:: Task description ::
Copy nothing but the text: repeat each entry exactly and drop the images.

:: Labeled area outline entries ::
========================================

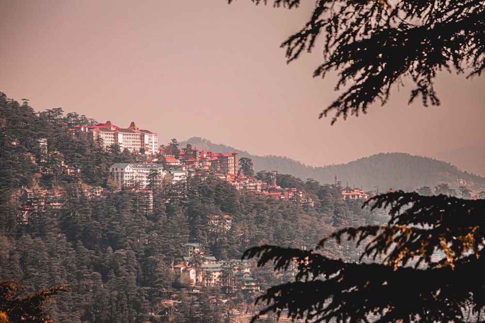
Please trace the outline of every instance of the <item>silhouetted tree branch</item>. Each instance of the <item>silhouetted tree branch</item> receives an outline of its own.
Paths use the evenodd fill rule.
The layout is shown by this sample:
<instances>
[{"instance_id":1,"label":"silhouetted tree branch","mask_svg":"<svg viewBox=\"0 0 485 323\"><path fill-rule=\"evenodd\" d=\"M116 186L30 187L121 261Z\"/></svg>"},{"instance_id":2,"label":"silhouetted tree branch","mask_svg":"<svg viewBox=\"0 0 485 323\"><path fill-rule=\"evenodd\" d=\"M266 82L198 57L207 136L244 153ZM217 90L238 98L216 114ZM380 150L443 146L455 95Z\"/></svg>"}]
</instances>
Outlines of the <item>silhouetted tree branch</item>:
<instances>
[{"instance_id":1,"label":"silhouetted tree branch","mask_svg":"<svg viewBox=\"0 0 485 323\"><path fill-rule=\"evenodd\" d=\"M300 1L273 2L291 9ZM313 50L319 35L324 39L323 62L313 76L339 71L336 89L343 88L320 118L335 112L333 124L339 117L365 113L376 100L385 104L391 86L404 78L415 87L409 103L420 95L424 106L438 105L433 86L438 71L454 68L470 77L483 71L485 2L317 0L305 26L281 45L288 62Z\"/></svg>"}]
</instances>

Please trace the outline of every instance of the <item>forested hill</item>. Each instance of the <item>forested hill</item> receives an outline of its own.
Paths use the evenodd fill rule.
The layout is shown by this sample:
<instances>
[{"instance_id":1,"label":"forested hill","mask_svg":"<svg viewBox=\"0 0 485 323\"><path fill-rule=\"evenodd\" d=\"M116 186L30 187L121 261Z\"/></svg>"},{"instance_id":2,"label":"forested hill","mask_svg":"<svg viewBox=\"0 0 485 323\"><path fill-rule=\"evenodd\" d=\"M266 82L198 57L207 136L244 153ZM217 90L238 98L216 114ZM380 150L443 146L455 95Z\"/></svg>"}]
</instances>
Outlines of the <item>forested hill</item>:
<instances>
[{"instance_id":1,"label":"forested hill","mask_svg":"<svg viewBox=\"0 0 485 323\"><path fill-rule=\"evenodd\" d=\"M348 184L351 187L362 187L364 190L373 190L374 186L377 186L381 191L390 188L414 191L423 186L433 187L439 183L447 183L451 186L457 187L458 179L477 183L473 189L485 186L484 178L458 169L449 163L408 154L379 154L347 164L313 167L286 157L251 155L234 147L213 144L200 138L194 137L180 142L180 147L187 143L206 151L236 150L240 158L246 157L253 160L257 172L277 170L281 173L291 174L304 181L312 178L322 184L334 183L337 176L343 186Z\"/></svg>"}]
</instances>

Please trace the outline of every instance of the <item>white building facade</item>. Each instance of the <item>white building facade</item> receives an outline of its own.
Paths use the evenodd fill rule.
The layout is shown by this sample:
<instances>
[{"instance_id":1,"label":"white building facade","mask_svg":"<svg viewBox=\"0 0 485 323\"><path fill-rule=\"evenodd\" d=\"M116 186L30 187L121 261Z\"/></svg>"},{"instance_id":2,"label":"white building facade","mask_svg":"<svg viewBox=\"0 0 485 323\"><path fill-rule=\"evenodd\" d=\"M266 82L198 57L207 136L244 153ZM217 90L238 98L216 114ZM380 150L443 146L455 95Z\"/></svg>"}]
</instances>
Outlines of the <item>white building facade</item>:
<instances>
[{"instance_id":1,"label":"white building facade","mask_svg":"<svg viewBox=\"0 0 485 323\"><path fill-rule=\"evenodd\" d=\"M156 172L157 179L161 181L165 175L163 167L160 164L127 164L116 163L110 167L111 179L120 183L121 187L139 186L146 188L150 181L150 174Z\"/></svg>"}]
</instances>

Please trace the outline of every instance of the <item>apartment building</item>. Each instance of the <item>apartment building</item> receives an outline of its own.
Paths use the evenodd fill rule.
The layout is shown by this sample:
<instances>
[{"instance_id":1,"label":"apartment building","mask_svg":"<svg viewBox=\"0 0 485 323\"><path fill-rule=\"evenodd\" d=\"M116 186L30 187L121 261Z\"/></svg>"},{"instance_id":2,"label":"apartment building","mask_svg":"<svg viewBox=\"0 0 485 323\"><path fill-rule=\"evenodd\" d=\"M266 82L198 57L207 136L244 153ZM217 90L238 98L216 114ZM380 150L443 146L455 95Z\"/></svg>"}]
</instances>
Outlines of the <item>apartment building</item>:
<instances>
[{"instance_id":1,"label":"apartment building","mask_svg":"<svg viewBox=\"0 0 485 323\"><path fill-rule=\"evenodd\" d=\"M165 175L161 164L127 164L116 163L110 167L111 179L120 183L121 187L139 185L146 187L150 184L150 174L156 171L158 179Z\"/></svg>"},{"instance_id":2,"label":"apartment building","mask_svg":"<svg viewBox=\"0 0 485 323\"><path fill-rule=\"evenodd\" d=\"M158 135L139 129L134 122L132 122L129 127L124 129L108 121L90 127L88 130L89 136L105 149L112 145L118 145L121 151L126 149L130 153L150 155L158 153Z\"/></svg>"}]
</instances>

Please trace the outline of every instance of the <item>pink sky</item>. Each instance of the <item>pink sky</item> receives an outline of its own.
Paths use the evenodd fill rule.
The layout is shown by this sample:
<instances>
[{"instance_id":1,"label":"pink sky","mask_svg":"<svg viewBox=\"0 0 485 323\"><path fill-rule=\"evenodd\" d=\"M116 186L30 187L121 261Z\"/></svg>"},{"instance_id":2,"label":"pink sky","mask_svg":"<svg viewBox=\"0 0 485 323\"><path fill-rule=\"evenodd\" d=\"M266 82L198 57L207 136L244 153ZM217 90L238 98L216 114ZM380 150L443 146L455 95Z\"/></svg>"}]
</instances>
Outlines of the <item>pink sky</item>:
<instances>
[{"instance_id":1,"label":"pink sky","mask_svg":"<svg viewBox=\"0 0 485 323\"><path fill-rule=\"evenodd\" d=\"M484 143L483 77L439 75L438 107L408 106L407 86L366 115L319 120L337 94L335 76L312 78L321 47L290 64L279 48L313 4L2 0L0 91L36 110L134 121L160 144L200 137L315 166Z\"/></svg>"}]
</instances>

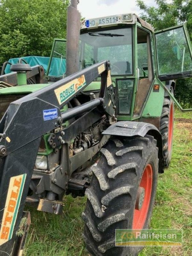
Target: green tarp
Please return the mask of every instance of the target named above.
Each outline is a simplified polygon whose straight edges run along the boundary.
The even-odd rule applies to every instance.
[[[18,63],[20,58],[10,59],[9,60],[9,62],[12,64],[16,64]],[[22,57],[22,59],[25,60],[31,67],[36,65],[42,66],[45,73],[48,68],[49,57],[41,57],[38,56],[28,56]],[[5,70],[6,74],[10,73],[11,65],[7,65]],[[60,58],[52,58],[52,60],[50,69],[49,72],[49,76],[62,77],[66,70],[66,60]]]

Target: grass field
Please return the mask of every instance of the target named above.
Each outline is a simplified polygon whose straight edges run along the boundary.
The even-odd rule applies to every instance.
[[[140,256],[192,255],[192,113],[176,111],[175,119],[172,160],[159,176],[150,227],[182,229],[183,246],[146,248]],[[85,202],[85,198],[66,196],[62,216],[30,208],[32,223],[25,255],[87,256],[81,235]]]

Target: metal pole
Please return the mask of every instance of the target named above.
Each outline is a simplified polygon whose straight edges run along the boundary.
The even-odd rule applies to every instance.
[[[67,26],[67,76],[79,71],[79,44],[80,13],[77,10],[77,1],[71,0],[68,8]]]

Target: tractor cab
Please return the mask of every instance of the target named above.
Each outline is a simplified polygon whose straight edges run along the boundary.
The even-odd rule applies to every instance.
[[[161,81],[191,76],[191,49],[184,25],[154,33],[149,24],[128,13],[84,21],[80,39],[80,70],[110,60],[119,120],[159,115],[151,110],[155,107],[149,114],[145,109],[150,92],[161,109]]]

========================================

:: Task answer ::
Please trace the outline of every instance of the <item>silhouetted tree branch</item>. Each instance of the <item>silhouetted tree branch</item> receives an outline of its own.
Paths use the evenodd fill rule.
The layout is shown by this sample:
<instances>
[{"instance_id":1,"label":"silhouetted tree branch","mask_svg":"<svg viewBox=\"0 0 485 323\"><path fill-rule=\"evenodd\" d=\"M116 186L30 187L121 261Z\"/></svg>"},{"instance_id":2,"label":"silhouetted tree branch","mask_svg":"<svg viewBox=\"0 0 485 323\"><path fill-rule=\"evenodd\" d=\"M266 82L198 57L207 136L244 153ZM217 90L238 98L216 114ZM380 150L443 146L455 95Z\"/></svg>"}]
</instances>
Outlines of the <item>silhouetted tree branch</item>:
<instances>
[{"instance_id":1,"label":"silhouetted tree branch","mask_svg":"<svg viewBox=\"0 0 485 323\"><path fill-rule=\"evenodd\" d=\"M300 1L273 2L291 9ZM313 50L319 35L324 39L323 62L313 76L339 71L336 89L343 88L320 118L335 112L333 124L339 117L365 113L376 100L385 104L391 86L404 78L415 87L409 103L420 95L424 106L438 105L433 86L438 71L454 68L470 77L483 71L485 2L317 0L305 26L281 45L288 62Z\"/></svg>"}]
</instances>

Please trace the outline of every instance of the <item>forested hill</item>. Each instance of the <item>forested hill</item> receives an outline of its own.
Paths use the evenodd fill rule.
The layout is shown by this sample:
<instances>
[{"instance_id":1,"label":"forested hill","mask_svg":"<svg viewBox=\"0 0 485 323\"><path fill-rule=\"evenodd\" d=\"M116 186L30 187L121 261Z\"/></svg>"},{"instance_id":2,"label":"forested hill","mask_svg":"<svg viewBox=\"0 0 485 323\"><path fill-rule=\"evenodd\" d=\"M266 82L198 57L207 136L244 153ZM217 90L238 98L216 114ZM380 150L443 146L455 95Z\"/></svg>"}]
</instances>
Outlines of the <item>forested hill</item>:
<instances>
[{"instance_id":1,"label":"forested hill","mask_svg":"<svg viewBox=\"0 0 485 323\"><path fill-rule=\"evenodd\" d=\"M348 184L351 187L362 187L364 190L373 190L374 186L377 186L381 191L390 188L414 191L423 186L433 187L439 183L447 183L451 186L457 187L458 179L477 183L473 189L485 186L484 178L458 169L449 163L408 154L379 154L347 164L313 167L286 157L251 155L234 147L213 144L200 138L194 137L180 142L180 147L187 143L206 151L236 150L240 158L246 157L253 160L257 172L277 170L281 173L291 174L304 181L312 178L322 184L334 183L337 176L343 186Z\"/></svg>"}]
</instances>

Please trace the outline of every instance of the <item>white building facade</item>. Each instance of the <item>white building facade</item> receives an outline of its own.
Paths use the evenodd fill rule.
The layout is shown by this sample:
<instances>
[{"instance_id":1,"label":"white building facade","mask_svg":"<svg viewBox=\"0 0 485 323\"><path fill-rule=\"evenodd\" d=\"M116 186L30 187L121 261Z\"/></svg>"},{"instance_id":2,"label":"white building facade","mask_svg":"<svg viewBox=\"0 0 485 323\"><path fill-rule=\"evenodd\" d=\"M266 82L198 57L207 136L244 153ZM217 90L238 98L216 114ZM380 150L443 146L455 95Z\"/></svg>"}]
</instances>
Outlines of the <item>white building facade</item>:
<instances>
[{"instance_id":1,"label":"white building facade","mask_svg":"<svg viewBox=\"0 0 485 323\"><path fill-rule=\"evenodd\" d=\"M156 172L157 179L161 181L165 175L163 167L160 164L127 164L116 163L110 167L111 179L120 183L121 187L139 186L146 188L150 181L150 174Z\"/></svg>"}]
</instances>

Please trace the outline of every instance of the <item>apartment building</item>. Each instance of the <item>apartment building</item> receives an outline of its own.
Paths use the evenodd fill rule.
The layout is shown by this sample:
<instances>
[{"instance_id":1,"label":"apartment building","mask_svg":"<svg viewBox=\"0 0 485 323\"><path fill-rule=\"evenodd\" d=\"M116 186L30 187L121 261Z\"/></svg>"},{"instance_id":2,"label":"apartment building","mask_svg":"<svg viewBox=\"0 0 485 323\"><path fill-rule=\"evenodd\" d=\"M266 82L198 57L207 136L244 153ZM217 90L238 98L216 114ZM380 150L443 146L455 95Z\"/></svg>"}]
</instances>
Outlines of the <item>apartment building</item>:
<instances>
[{"instance_id":1,"label":"apartment building","mask_svg":"<svg viewBox=\"0 0 485 323\"><path fill-rule=\"evenodd\" d=\"M165 175L161 164L127 164L116 163L110 167L111 179L120 183L121 187L139 185L146 187L150 184L150 174L156 171L158 179Z\"/></svg>"},{"instance_id":2,"label":"apartment building","mask_svg":"<svg viewBox=\"0 0 485 323\"><path fill-rule=\"evenodd\" d=\"M158 135L139 129L134 122L132 122L129 127L124 129L108 121L90 127L88 130L89 136L105 149L112 145L118 145L121 151L126 149L130 153L150 155L158 153Z\"/></svg>"}]
</instances>

Please trace the outline of every instance of the <item>pink sky</item>. Each instance of the <item>pink sky</item> receives an outline of its own.
Paths use the evenodd fill rule.
The layout is shown by this sample:
<instances>
[{"instance_id":1,"label":"pink sky","mask_svg":"<svg viewBox=\"0 0 485 323\"><path fill-rule=\"evenodd\" d=\"M116 186L30 187L121 261Z\"/></svg>"},{"instance_id":2,"label":"pink sky","mask_svg":"<svg viewBox=\"0 0 485 323\"><path fill-rule=\"evenodd\" d=\"M266 82L198 57L207 136L244 153ZM217 90L238 98L216 114ZM380 150L443 146L455 95Z\"/></svg>"}]
</instances>
Outlines of the <item>pink sky</item>:
<instances>
[{"instance_id":1,"label":"pink sky","mask_svg":"<svg viewBox=\"0 0 485 323\"><path fill-rule=\"evenodd\" d=\"M484 143L483 77L439 75L438 107L408 106L407 86L366 115L319 120L337 94L335 76L312 78L321 47L290 64L279 48L313 4L2 0L0 91L36 110L134 121L160 144L200 137L315 166Z\"/></svg>"}]
</instances>

Target: green tarp
Please return the mask of every instance of the target named above.
Each outline is a simplified polygon whose straight edges run along the boundary.
The even-odd rule applies to every instance.
[[[18,63],[20,58],[10,59],[9,60],[9,62],[12,64],[16,64]],[[22,57],[22,59],[25,60],[31,67],[36,65],[42,66],[45,73],[48,68],[49,57],[41,57],[38,56],[28,56]],[[5,70],[6,74],[10,73],[11,65],[7,65]],[[60,58],[52,58],[52,60],[50,69],[49,72],[49,76],[62,77],[66,70],[66,60]]]

Target: grass field
Please return the mask of every instance of the target named above.
Each outline is a simplified polygon whose straight edges run along the boundary.
The even-odd rule applies to every instance.
[[[140,256],[192,255],[192,113],[176,111],[175,119],[172,160],[159,176],[150,227],[182,229],[183,246],[146,248]],[[85,202],[85,198],[66,196],[62,216],[30,208],[32,223],[25,255],[87,256],[81,235]]]

Target: metal pole
Please return the mask of every instance of the target named above.
Each outline is a simplified polygon whose straight edges run along the boundary.
The even-odd rule applies to every instance.
[[[67,26],[67,76],[79,71],[79,44],[80,13],[77,10],[77,1],[71,0],[68,8]]]

Target: tractor cab
Please return the mask of every instance of the target named above.
Each outline is a simplified polygon whose straight edges run along the boundary.
The even-odd rule applies to every instance.
[[[161,81],[191,76],[191,49],[184,25],[154,33],[149,24],[128,13],[84,21],[80,39],[80,70],[110,60],[119,120],[159,115],[151,110],[155,107],[149,114],[145,109],[150,92],[161,109]]]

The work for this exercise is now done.